--- START The input ---

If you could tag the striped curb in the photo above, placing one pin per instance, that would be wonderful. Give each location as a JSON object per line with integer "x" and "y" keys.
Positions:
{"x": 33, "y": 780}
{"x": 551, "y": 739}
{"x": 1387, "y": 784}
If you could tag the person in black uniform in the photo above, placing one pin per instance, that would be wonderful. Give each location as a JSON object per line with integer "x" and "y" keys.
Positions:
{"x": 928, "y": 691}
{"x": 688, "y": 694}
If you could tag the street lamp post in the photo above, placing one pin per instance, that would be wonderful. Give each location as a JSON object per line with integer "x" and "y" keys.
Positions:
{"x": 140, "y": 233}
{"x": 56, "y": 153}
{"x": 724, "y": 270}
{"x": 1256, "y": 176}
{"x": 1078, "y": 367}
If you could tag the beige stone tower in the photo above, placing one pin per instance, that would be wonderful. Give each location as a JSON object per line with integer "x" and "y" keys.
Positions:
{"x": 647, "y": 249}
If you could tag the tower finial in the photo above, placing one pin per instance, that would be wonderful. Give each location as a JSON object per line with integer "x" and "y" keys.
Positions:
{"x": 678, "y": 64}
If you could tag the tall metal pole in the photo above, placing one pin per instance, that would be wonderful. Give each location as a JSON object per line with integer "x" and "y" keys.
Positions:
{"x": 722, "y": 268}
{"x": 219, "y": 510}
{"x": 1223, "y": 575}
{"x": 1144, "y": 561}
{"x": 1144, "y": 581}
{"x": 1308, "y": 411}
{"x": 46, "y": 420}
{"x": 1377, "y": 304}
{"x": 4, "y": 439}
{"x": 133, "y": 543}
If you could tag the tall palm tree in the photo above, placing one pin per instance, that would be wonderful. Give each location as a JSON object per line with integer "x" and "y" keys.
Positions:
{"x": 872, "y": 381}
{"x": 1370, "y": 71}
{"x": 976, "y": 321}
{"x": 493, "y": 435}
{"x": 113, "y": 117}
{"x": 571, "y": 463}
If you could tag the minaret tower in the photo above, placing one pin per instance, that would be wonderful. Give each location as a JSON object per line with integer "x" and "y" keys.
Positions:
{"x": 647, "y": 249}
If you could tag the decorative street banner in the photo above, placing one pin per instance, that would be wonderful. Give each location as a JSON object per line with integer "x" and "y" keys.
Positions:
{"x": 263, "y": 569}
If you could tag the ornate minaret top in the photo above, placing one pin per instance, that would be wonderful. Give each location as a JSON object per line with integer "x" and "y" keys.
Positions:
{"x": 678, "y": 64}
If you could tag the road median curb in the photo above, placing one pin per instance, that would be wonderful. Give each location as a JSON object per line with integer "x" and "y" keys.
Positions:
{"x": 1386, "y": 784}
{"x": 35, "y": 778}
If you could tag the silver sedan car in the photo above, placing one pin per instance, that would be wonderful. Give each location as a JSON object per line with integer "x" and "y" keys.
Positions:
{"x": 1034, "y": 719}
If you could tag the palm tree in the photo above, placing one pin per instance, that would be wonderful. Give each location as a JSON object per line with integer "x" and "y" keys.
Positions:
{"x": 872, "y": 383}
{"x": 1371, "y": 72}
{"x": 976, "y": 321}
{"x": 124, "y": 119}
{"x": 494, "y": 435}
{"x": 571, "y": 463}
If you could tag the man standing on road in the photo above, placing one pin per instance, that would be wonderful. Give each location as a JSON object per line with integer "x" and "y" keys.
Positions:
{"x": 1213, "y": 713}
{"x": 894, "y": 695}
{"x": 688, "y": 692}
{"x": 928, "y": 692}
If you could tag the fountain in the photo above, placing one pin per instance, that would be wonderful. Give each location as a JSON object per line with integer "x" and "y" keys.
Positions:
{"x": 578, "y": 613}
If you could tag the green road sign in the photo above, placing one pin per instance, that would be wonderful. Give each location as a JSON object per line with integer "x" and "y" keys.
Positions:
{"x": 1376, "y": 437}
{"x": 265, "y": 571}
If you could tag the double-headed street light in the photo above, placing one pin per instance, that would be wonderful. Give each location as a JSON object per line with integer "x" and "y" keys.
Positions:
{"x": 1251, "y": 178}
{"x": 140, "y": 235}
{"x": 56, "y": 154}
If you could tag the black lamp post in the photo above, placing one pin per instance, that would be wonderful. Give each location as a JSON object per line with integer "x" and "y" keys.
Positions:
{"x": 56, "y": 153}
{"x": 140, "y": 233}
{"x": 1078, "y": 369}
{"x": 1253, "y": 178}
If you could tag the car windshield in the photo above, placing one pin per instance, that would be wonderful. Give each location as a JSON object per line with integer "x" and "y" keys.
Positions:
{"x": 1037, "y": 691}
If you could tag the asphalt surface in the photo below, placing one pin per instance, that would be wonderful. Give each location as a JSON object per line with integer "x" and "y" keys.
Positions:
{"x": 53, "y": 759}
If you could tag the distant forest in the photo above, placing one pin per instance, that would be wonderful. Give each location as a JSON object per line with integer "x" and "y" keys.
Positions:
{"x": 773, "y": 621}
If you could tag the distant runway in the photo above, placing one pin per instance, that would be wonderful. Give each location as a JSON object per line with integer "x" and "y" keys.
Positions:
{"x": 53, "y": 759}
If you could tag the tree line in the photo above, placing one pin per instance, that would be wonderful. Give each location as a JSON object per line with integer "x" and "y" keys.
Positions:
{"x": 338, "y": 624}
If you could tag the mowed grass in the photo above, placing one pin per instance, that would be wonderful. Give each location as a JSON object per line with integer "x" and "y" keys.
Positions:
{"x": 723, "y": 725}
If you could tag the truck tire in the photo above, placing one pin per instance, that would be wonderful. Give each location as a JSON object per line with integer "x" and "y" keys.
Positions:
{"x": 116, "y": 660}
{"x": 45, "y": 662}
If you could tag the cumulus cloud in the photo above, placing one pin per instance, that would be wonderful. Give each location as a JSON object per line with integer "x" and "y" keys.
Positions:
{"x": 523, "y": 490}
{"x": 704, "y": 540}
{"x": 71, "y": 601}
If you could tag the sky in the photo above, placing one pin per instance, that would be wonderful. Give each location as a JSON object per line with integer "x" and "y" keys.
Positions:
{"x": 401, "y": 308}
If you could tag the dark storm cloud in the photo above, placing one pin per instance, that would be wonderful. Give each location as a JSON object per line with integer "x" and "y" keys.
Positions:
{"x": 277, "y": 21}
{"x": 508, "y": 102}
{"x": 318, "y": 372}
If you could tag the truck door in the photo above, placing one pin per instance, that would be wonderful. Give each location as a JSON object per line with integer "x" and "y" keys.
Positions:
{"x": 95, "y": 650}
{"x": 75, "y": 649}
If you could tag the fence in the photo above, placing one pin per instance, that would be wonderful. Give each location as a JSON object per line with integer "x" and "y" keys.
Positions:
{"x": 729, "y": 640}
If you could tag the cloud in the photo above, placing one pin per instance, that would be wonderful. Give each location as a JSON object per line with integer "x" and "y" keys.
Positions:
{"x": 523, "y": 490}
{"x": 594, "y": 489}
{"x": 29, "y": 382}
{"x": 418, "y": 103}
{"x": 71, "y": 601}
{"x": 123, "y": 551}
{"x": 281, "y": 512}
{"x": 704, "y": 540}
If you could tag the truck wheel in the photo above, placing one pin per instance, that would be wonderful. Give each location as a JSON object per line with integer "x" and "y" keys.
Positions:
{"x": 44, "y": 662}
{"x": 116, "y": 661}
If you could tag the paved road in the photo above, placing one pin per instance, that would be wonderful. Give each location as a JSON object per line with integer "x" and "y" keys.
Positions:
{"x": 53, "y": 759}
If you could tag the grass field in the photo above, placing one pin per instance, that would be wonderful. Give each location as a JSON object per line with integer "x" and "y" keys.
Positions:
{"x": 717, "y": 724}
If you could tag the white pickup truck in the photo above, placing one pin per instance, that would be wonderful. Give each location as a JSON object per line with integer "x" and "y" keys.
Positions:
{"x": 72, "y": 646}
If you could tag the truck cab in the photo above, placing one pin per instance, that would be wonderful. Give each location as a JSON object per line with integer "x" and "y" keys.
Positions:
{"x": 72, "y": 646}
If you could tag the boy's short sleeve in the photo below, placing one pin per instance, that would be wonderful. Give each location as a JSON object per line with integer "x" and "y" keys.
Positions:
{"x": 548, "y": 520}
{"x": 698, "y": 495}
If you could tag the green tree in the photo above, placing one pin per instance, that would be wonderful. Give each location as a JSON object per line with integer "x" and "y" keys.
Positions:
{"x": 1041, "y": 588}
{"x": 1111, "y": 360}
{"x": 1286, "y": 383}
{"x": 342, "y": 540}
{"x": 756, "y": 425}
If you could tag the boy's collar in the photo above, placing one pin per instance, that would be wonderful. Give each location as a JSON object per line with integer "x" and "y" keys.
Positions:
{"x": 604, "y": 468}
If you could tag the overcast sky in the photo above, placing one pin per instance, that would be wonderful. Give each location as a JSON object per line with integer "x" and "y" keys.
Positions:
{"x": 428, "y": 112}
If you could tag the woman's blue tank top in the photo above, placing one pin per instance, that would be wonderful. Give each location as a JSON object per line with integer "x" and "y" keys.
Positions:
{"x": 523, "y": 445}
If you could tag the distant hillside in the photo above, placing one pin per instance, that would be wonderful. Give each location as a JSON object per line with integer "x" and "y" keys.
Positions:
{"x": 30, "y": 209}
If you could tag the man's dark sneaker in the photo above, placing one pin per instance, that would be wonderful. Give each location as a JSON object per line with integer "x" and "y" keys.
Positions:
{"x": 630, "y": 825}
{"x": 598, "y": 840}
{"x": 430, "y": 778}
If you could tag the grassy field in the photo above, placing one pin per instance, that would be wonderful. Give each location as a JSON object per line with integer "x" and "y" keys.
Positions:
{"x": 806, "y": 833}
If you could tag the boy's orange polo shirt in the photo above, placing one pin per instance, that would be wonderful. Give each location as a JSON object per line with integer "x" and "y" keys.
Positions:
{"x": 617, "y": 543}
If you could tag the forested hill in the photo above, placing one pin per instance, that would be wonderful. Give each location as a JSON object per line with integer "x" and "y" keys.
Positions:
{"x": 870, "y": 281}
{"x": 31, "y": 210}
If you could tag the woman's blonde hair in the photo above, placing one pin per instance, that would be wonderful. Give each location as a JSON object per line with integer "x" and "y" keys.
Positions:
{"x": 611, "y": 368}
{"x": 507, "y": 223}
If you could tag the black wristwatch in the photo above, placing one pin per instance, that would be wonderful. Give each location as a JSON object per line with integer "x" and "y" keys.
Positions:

--- END The input ---

# [Task instructions]
All lines from the line containing "If you could tag the forested" through the end of the listing above are to be duplicated exactly; include both ends and nothing further.

# [Worked solution]
If you could tag the forested hill in the photo above, placing one pin per instance, that would be wonderful. Give each location as a JSON object per line with integer "x" and "y" keys.
Positions:
{"x": 870, "y": 281}
{"x": 31, "y": 210}
If you could tag the woman's blonde hair in the photo above, placing one pin per instance, that would be wonderful. Give each location as a JSON object per line with integer "x" and "y" keys.
Positions:
{"x": 611, "y": 368}
{"x": 507, "y": 223}
If you could tag the black wristwatch in the photo above, placing one pin per instance, that would be wonderful. Give each location as a JSON object per line with integer "x" and "y" keys.
Positions:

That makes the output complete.